First, define an operator and a function:

op[r_] = (D[#, {r, 2}] - 1/r*D[#, r]) &; f0[r_] = 1/2*(2 r^2 Log[r/b] - r^2 + b^2);

Next, the ode and 4 boundary conditions:

eqn = op[r][op[r][f1[r]]] == -I*(4 - 2*G*(1 + b)^2*Log[r/b] + G/2*(r^2 - b^2)*(1 + (1 + b)^2/r^2)); f1[b] == 0; f1'[b] == 0; bc3 = f1''[r] - 1/r*f1'[r] + G*(c*f0[r] - f1[r]); bc4 = f0'[r] - I*(f1'''[r] - 1/r*f1''[r] + 1/r^2*f1'[r]) + f0[r]/(1 + b)^2;

where both G and b are related to a constant g (0<g<1, see below), bc3 and bc4 are the left-hand sides of the actual boundary conditions both of which vanish at r=1+b (b>0, see below). Note that c in bc3 is an unknown constant (maybe complex-valued) to be determined. There are also 2 simple bcs at r=b, please see below. The ode is defined from r=b=g/(1 - g) to r=b+1=1/(1 - g).

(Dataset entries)
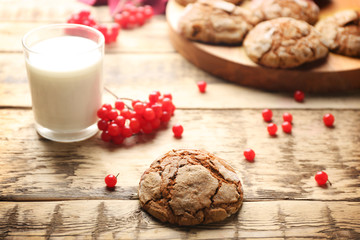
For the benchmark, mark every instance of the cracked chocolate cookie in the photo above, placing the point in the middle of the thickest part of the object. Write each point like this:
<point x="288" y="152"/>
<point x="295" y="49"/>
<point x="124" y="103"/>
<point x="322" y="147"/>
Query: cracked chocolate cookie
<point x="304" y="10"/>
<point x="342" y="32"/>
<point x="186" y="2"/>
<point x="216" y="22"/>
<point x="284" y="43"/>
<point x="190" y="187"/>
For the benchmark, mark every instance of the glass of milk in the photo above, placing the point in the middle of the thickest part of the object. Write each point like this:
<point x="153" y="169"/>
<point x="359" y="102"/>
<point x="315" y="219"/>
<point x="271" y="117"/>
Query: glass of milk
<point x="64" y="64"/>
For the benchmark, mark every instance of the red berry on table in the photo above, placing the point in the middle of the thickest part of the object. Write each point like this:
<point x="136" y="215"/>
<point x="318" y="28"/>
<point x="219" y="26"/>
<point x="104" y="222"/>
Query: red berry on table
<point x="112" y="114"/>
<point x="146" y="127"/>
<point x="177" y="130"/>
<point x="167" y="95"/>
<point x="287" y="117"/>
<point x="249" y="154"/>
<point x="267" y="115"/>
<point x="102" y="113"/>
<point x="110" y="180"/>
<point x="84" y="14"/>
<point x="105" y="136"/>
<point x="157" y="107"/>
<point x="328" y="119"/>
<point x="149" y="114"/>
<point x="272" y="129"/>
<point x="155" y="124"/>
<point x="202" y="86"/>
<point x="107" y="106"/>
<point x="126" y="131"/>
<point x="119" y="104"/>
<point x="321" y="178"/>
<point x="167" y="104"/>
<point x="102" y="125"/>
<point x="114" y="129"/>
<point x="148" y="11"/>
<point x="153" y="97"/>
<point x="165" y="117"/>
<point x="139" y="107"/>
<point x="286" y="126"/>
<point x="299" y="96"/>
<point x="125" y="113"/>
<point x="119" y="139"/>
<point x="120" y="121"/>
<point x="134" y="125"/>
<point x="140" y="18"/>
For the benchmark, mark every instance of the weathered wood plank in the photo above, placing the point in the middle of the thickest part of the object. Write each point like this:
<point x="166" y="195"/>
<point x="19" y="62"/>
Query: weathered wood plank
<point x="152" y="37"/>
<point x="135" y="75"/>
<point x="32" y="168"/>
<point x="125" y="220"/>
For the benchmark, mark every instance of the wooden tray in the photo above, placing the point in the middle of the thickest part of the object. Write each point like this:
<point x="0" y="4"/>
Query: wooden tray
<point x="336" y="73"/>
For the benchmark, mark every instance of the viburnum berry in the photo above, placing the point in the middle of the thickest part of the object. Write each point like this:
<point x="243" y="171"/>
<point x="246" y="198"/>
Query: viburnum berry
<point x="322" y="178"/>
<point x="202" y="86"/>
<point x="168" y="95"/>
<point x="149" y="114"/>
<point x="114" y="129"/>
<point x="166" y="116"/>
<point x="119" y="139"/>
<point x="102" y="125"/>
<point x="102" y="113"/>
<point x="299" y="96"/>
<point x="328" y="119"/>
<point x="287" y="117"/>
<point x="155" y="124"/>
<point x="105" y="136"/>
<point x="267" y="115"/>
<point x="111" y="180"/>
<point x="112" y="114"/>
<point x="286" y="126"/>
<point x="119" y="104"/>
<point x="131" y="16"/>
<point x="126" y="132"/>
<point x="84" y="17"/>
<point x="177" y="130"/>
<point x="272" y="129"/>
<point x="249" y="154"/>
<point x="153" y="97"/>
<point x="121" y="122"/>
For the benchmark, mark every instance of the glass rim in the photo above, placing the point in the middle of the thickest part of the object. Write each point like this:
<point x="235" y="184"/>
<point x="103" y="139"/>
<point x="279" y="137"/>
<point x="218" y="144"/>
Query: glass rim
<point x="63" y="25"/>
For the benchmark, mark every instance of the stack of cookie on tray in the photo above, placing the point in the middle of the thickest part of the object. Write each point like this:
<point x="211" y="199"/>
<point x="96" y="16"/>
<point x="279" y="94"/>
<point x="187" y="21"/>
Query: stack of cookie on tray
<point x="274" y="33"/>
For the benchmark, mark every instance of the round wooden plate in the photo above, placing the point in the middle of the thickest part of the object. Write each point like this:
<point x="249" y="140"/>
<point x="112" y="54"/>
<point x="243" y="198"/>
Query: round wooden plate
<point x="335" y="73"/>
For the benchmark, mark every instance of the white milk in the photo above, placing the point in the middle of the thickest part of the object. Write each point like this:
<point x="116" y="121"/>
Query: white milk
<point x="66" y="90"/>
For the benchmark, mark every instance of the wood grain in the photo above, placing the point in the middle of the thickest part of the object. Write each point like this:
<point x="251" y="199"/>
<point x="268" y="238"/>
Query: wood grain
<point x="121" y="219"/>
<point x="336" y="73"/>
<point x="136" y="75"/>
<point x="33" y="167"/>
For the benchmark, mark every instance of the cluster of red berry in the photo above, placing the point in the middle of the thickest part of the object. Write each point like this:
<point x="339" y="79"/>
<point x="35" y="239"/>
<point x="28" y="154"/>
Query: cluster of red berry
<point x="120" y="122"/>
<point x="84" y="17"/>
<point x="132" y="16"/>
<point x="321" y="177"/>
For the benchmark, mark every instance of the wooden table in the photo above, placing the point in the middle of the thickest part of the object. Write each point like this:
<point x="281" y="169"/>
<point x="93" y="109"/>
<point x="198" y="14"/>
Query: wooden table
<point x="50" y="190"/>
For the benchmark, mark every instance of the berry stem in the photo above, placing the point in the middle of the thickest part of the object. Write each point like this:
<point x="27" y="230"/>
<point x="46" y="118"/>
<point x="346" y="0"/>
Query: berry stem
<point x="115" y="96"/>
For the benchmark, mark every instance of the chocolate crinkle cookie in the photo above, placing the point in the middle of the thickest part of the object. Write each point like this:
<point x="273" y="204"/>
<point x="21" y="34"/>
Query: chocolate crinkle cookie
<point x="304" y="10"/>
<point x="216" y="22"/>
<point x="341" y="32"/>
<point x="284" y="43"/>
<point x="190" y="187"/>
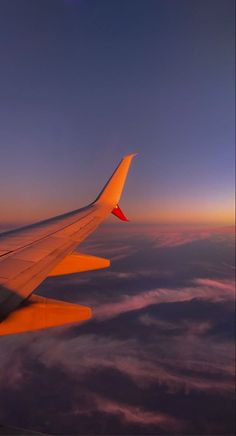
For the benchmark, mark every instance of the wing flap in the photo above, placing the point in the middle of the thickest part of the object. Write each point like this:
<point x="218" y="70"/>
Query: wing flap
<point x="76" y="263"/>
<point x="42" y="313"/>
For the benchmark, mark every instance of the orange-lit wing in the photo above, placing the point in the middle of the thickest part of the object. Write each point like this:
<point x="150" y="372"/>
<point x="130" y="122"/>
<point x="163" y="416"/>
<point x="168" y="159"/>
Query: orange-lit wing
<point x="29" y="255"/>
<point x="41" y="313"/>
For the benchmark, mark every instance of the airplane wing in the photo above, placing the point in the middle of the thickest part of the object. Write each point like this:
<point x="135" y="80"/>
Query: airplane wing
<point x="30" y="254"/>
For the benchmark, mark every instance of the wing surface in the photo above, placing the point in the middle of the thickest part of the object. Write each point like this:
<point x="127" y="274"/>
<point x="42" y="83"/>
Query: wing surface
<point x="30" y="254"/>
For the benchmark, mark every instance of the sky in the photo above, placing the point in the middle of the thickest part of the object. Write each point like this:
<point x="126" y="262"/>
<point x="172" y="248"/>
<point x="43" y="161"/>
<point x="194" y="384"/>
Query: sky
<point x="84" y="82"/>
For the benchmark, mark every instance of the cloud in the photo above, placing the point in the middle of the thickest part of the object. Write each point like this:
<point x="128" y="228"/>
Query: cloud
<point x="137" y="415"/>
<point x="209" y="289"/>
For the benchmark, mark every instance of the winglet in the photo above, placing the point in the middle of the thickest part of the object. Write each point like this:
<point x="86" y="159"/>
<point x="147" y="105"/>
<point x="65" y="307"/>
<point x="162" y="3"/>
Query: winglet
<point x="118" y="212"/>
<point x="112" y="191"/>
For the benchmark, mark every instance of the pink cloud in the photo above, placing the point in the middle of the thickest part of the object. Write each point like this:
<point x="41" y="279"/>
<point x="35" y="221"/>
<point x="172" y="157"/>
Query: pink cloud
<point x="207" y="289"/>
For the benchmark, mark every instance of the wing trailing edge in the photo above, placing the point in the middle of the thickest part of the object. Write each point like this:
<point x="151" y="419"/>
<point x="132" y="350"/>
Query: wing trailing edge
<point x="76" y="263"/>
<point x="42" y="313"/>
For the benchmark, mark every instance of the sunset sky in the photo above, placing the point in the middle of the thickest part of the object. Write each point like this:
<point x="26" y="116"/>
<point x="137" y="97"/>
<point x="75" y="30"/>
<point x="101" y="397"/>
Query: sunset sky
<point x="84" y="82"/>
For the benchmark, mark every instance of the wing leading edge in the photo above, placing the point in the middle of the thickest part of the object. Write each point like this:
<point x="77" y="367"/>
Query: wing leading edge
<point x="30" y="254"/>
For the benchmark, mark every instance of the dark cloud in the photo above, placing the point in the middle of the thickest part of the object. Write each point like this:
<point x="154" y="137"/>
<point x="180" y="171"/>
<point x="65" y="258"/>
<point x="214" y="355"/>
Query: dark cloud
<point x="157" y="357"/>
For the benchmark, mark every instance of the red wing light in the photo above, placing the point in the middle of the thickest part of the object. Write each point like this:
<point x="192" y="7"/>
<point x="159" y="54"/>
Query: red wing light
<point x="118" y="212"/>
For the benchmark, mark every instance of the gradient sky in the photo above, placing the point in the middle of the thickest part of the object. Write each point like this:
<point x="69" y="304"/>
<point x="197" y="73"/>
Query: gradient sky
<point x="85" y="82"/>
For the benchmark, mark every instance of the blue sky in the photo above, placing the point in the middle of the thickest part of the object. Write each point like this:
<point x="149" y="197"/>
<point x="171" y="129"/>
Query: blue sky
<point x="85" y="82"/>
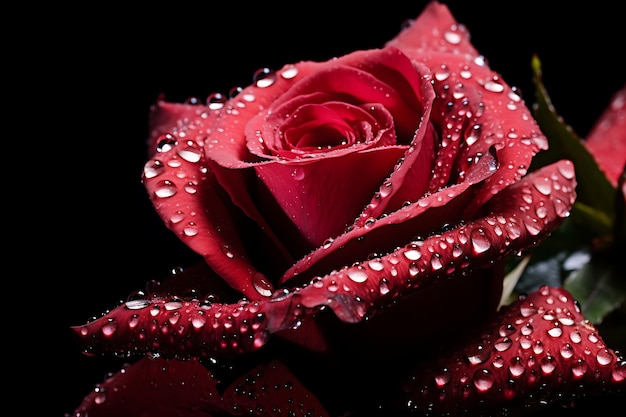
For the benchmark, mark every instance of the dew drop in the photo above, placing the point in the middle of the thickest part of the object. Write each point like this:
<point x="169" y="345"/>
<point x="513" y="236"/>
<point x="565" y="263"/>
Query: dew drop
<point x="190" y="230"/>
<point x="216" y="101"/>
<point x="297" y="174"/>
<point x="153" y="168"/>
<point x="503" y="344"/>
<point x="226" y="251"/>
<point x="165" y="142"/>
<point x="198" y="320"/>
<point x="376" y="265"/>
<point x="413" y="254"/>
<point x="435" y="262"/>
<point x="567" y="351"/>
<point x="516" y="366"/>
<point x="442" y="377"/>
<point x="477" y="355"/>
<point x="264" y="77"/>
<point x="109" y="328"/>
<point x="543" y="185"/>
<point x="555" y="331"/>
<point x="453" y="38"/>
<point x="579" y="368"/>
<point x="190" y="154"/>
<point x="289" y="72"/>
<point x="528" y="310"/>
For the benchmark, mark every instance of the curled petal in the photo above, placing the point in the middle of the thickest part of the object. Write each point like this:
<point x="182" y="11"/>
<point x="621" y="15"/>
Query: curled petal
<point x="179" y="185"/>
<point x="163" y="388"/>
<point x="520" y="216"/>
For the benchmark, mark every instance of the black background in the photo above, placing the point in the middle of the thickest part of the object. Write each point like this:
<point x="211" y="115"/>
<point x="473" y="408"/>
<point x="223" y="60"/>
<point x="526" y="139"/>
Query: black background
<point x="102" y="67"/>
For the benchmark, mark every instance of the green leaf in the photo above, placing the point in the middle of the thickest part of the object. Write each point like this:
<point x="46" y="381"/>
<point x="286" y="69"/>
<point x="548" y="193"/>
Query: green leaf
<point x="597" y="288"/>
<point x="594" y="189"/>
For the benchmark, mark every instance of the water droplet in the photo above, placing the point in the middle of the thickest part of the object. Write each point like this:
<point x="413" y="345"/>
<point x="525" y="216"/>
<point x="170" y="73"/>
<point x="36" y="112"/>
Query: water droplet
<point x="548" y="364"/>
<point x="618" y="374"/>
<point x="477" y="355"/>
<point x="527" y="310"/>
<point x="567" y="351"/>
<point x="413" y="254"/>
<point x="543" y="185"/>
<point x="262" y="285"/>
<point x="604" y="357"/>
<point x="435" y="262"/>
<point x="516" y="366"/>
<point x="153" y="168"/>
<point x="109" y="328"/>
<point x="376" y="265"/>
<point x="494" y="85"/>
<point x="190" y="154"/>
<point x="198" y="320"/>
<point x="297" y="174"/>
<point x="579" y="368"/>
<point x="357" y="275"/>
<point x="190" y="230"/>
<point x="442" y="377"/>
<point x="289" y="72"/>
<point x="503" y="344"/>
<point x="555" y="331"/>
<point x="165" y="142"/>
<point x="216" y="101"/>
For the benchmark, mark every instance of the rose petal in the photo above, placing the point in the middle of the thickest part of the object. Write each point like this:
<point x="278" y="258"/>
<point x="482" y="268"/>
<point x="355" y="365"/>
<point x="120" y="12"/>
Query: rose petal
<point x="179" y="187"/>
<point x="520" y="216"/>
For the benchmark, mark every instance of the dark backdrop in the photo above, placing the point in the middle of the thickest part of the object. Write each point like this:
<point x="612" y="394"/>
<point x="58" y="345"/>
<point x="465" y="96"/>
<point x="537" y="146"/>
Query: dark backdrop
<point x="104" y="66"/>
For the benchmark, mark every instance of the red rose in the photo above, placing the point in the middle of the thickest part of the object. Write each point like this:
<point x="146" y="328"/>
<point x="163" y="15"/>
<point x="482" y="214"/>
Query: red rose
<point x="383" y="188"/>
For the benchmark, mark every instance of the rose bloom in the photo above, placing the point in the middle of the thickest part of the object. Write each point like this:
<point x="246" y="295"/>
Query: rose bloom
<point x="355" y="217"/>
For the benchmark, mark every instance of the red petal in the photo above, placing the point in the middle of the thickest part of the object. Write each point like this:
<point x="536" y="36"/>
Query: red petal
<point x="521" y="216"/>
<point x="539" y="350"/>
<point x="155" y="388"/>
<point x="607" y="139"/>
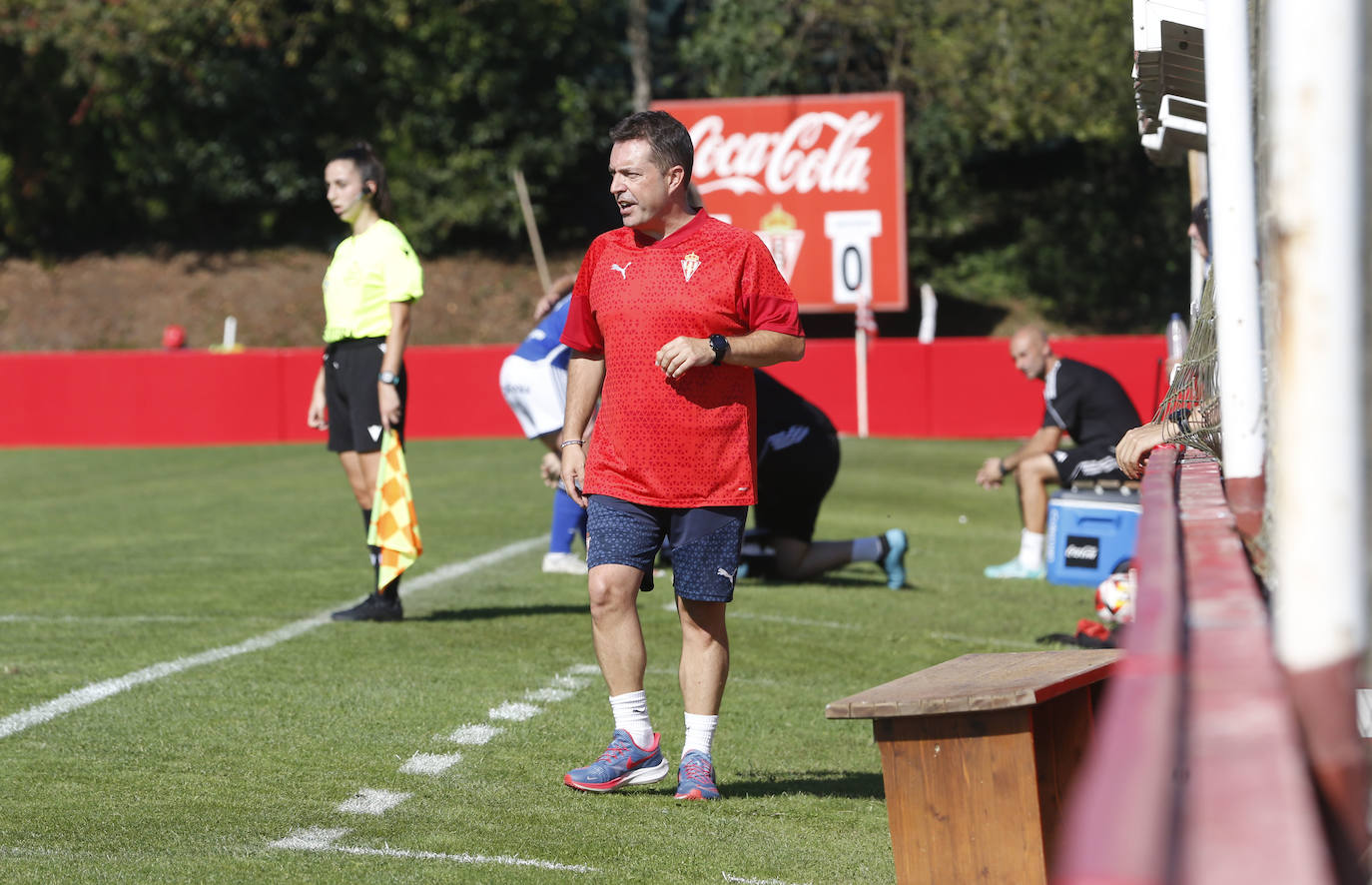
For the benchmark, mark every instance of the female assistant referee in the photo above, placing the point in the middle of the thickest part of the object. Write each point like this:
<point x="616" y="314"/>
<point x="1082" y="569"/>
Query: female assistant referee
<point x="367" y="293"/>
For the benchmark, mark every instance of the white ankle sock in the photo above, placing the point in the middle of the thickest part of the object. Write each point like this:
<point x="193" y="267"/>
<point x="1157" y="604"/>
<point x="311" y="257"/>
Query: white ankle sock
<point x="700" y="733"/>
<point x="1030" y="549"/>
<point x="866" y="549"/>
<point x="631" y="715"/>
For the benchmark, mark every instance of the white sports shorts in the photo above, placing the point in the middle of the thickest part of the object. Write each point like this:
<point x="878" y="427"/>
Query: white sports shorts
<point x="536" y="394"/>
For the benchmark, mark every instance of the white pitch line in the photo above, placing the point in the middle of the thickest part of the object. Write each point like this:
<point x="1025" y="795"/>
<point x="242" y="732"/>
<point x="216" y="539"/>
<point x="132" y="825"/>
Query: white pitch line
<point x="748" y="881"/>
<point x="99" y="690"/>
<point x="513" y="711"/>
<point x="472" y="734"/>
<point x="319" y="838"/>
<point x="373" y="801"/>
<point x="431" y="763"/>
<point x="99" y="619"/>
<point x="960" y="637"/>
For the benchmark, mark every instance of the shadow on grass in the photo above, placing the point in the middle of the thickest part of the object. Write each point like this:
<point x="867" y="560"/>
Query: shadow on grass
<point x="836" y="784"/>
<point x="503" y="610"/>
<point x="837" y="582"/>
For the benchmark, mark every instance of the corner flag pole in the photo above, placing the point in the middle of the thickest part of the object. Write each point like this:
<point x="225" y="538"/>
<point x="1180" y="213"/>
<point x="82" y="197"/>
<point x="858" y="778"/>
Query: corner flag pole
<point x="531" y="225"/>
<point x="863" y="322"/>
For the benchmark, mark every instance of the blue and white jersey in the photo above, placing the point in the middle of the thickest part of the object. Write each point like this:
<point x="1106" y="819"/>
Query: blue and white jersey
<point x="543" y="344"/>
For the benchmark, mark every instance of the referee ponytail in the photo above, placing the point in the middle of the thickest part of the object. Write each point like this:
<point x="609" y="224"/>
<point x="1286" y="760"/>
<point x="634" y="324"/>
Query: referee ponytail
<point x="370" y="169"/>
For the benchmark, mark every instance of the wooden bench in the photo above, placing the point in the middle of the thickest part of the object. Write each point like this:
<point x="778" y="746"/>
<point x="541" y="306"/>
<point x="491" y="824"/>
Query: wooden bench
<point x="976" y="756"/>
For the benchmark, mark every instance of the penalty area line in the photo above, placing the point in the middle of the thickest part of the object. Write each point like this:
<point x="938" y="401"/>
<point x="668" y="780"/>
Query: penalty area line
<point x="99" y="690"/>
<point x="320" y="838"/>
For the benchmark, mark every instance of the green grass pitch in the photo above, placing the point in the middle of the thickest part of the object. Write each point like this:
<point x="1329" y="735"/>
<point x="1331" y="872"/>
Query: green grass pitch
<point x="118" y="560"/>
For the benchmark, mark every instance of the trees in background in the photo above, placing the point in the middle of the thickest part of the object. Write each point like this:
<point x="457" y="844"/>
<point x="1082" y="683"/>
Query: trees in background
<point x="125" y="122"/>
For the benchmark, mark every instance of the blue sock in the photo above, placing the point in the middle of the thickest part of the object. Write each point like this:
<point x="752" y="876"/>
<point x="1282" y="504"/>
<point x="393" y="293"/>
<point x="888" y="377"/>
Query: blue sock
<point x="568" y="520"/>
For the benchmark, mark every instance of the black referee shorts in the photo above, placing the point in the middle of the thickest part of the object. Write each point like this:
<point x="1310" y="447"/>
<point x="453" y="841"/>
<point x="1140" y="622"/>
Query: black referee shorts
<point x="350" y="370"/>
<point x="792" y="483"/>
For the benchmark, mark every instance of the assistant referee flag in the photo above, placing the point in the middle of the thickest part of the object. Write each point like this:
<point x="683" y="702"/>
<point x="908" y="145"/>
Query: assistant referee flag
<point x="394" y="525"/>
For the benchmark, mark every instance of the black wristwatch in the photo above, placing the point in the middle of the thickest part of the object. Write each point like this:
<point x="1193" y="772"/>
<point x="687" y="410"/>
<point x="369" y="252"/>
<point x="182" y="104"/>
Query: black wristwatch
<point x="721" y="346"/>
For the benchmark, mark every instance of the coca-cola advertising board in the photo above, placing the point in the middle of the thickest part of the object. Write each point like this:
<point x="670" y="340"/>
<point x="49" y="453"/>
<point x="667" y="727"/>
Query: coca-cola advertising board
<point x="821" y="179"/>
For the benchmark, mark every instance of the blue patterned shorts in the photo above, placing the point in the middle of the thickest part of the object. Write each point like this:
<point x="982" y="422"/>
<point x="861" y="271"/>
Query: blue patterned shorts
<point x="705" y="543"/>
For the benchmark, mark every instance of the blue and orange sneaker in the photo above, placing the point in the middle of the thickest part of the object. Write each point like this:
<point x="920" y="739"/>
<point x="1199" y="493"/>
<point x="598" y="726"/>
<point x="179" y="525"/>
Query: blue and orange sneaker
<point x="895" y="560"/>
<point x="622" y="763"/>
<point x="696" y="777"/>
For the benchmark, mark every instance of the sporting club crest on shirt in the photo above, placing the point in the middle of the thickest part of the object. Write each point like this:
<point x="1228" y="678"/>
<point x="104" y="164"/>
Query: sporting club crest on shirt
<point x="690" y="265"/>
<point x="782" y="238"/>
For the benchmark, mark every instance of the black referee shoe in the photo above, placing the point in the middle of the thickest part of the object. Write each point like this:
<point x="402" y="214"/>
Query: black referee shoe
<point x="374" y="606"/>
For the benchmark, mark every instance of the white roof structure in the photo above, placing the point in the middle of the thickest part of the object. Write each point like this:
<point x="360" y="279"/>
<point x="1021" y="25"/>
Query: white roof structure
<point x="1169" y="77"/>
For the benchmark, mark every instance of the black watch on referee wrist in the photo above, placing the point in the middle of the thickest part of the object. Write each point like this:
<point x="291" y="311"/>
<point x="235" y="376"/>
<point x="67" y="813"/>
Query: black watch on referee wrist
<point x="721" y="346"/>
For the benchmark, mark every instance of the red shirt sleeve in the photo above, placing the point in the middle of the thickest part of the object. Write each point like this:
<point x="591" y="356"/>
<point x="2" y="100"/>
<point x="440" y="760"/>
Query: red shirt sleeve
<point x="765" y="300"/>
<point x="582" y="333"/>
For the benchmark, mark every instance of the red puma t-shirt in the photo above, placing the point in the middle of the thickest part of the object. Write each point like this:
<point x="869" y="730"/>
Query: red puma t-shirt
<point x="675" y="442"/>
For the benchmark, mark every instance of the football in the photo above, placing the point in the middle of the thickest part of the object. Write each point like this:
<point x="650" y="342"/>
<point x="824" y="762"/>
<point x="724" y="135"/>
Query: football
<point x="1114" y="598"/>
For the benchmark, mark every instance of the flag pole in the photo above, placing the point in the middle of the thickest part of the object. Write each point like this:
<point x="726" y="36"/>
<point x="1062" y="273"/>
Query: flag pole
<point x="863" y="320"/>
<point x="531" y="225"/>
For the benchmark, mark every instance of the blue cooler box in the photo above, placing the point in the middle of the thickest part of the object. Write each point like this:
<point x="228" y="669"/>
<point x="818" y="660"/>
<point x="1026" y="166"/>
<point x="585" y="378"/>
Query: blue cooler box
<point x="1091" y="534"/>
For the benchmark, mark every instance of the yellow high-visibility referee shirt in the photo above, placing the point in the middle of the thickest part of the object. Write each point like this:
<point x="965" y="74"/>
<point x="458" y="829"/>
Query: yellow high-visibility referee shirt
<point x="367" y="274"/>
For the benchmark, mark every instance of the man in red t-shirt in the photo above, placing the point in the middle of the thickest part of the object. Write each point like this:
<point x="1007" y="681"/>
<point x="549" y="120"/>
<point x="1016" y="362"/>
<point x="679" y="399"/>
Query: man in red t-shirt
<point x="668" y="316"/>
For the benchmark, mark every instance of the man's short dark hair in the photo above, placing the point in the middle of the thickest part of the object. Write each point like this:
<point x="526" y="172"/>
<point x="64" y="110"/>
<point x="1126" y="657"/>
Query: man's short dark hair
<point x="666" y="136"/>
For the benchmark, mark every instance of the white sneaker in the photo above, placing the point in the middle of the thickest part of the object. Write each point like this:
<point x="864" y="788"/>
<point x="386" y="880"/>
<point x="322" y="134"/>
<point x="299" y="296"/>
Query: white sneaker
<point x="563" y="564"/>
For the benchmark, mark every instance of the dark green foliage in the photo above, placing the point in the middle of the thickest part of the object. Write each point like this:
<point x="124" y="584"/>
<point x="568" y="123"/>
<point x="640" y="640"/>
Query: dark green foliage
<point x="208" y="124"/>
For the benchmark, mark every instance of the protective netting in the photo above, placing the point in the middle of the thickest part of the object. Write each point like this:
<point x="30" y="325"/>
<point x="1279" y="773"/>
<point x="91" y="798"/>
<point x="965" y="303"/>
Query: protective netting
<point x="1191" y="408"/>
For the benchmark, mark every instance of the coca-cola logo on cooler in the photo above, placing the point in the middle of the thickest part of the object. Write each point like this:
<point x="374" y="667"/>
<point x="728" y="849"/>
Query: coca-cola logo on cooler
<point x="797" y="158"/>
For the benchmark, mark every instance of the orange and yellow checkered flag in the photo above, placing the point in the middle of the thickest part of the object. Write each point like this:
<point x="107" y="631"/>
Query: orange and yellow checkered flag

▶ _PROBLEMS AND TASKS_:
**1)** Answer these questions about the boundary-value problem text:
(a) For what values of g is the constant defined?
(b) At what value of r do both bc3 and bc4 vanish?
(c) How is c in bc3 described?
**2)** From the boundary-value problem text, reproduce the passage starting at "eqn = op[r][op[r][f1[r]]]" and ending at "r=b+1=1/(1 - g).", without changing a character.
**3)** Carry on the boundary-value problem text from the point where it stops.

▶ _ANSWERS GIVEN_:
**1)**
(a) 0 < g < 1.
(b) At r = 1 + b.
(c) It is an unknown constant, possibly complex-valued, that is to be determined.

**2)**
eqn = op[r][op[r][f1[r]]] == -I*(4 - 2*G*(1 + b)^2*Log[r/b] + G/2*(r^2 - b^2)*(1 + (1 + b)^2/r^2)); f1[b] == 0; f1'[b] == 0; bc3 = f1''[r] - 1/r*f1'[r] + G*(c*f0[r] - f1[r]); bc4 = f0'[r] - I*(f1'''[r] - 1/r*f1''[r] + 1/r^2*f1'[r]) + f0[r]/(1 + b)^2;

where both G and b are related to a constant g (0<g<1, see below), bc3 and bc4 are the left-hand sides of the actual boundary conditions both of which vanish at r=1+b (b>0, see below). Note that c in bc3 is an unknown constant (maybe complex-valued) to be determined. There are also 2 simple bcs at r=b, please see below. The ode is defined from r=b=g/(1 - g) to r=b+1=1/(1 - g).

**3)**
My goal is to find c and f1[r]. At the very least, I need to find the unknown parameter c. And this is the answer for checking

c=I*G/4(G/192*(1+2*b)^2*(41+82*b+30*b^2)-1/8*(1+2*b+5*b^2)*(3+6*b+2*b^2)-3/4*(1+b)^2*(1+2*b)*Log[(1+b)/b]+(1+b)^4*(Log[(1+b)/b])^2)-I/(2*(1+b))*(1/8*((1+2*b)/(1+b))^2-1/G)

Method 1: direct method

sol1 = DSolve[{eqn /. G -> (4*(1 - g)^2)/(g^2 - 2 Log[g] - 1) /. b -> g/(1 - g), (f1[b] /. b -> g/(1 - g)) == 0, (f1'[b] /. b -> g/(1 - g)) == 0, (bc3 /. r -> (1 + b) /. b -> g/(1 - g) /. G -> (4*(1 - g)^2)/(g^2 - 2 Log[g] - 1)) == 0, (bc4 /. r -> (1 + b) /. b -> g/(1 - g)) == 0}, f1, (*{r, g/(1 - g), 1/(1 - g)}*) r, Assumptions -> g > 0 && g < 1 && c != 0]

I got an error with the unsolved system returned:

DSolve::alliv: The function f1[r] was specified without dependence on all the independent variables. Each function must depend on all the independent variables.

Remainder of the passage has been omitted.